__Task item__. Where a line of the data below has the string "water", copy that line.

··· Exercise material

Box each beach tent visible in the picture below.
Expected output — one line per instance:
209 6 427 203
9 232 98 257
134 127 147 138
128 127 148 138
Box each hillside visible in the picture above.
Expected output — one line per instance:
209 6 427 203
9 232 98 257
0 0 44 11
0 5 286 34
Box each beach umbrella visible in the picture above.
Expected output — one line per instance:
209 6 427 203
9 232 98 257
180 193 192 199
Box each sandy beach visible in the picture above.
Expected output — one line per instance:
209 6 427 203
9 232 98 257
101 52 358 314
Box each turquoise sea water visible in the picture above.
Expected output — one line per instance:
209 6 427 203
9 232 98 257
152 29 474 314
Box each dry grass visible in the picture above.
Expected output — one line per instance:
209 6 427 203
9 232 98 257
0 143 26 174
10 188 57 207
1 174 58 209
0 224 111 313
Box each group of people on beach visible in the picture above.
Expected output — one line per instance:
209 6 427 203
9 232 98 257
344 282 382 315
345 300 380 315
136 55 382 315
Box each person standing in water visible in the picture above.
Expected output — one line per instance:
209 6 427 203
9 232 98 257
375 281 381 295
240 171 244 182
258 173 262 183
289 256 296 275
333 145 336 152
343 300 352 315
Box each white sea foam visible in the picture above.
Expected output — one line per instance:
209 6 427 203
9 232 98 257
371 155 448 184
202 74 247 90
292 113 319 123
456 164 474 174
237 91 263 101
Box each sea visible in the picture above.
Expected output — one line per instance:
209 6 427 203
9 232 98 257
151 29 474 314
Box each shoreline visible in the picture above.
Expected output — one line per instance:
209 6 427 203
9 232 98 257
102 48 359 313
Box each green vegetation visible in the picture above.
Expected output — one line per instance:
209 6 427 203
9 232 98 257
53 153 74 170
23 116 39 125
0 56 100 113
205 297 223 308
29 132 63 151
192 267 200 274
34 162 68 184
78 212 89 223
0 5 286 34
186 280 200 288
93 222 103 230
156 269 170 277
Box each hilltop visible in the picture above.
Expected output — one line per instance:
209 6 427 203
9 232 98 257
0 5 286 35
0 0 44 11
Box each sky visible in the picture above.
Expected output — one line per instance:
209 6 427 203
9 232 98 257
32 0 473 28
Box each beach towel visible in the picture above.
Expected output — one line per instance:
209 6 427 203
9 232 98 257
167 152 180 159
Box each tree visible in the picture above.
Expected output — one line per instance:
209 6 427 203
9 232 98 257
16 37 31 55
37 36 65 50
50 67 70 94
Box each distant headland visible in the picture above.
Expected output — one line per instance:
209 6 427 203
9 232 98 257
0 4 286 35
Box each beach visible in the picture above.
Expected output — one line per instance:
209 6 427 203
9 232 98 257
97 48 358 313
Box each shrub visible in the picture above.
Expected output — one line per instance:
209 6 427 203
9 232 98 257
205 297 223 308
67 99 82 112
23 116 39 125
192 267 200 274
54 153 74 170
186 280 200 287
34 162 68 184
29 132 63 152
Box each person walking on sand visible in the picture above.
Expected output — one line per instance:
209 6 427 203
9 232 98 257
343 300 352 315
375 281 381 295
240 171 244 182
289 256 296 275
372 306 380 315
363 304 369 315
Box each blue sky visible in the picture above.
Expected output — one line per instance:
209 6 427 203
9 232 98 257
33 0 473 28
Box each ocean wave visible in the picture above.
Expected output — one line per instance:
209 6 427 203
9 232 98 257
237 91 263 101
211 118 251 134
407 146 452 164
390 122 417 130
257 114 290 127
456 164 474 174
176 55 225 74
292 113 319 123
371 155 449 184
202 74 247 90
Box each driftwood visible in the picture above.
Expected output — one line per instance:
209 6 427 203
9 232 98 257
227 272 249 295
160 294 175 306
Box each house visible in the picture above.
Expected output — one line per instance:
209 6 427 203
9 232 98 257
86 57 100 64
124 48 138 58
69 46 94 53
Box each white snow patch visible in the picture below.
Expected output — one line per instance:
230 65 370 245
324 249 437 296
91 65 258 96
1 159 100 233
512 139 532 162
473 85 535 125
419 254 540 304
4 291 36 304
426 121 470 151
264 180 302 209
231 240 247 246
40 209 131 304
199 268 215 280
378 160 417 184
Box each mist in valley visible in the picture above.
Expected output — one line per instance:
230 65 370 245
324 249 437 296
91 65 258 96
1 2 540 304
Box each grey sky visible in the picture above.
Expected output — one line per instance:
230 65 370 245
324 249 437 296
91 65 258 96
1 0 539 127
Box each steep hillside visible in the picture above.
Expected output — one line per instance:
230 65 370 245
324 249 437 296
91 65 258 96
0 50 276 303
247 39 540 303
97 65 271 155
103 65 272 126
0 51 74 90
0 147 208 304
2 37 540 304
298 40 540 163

······

__Reply to the exercise__.
Box each turquoise sea water visible in the picture above.
Box each person standing in water visible in the picture above.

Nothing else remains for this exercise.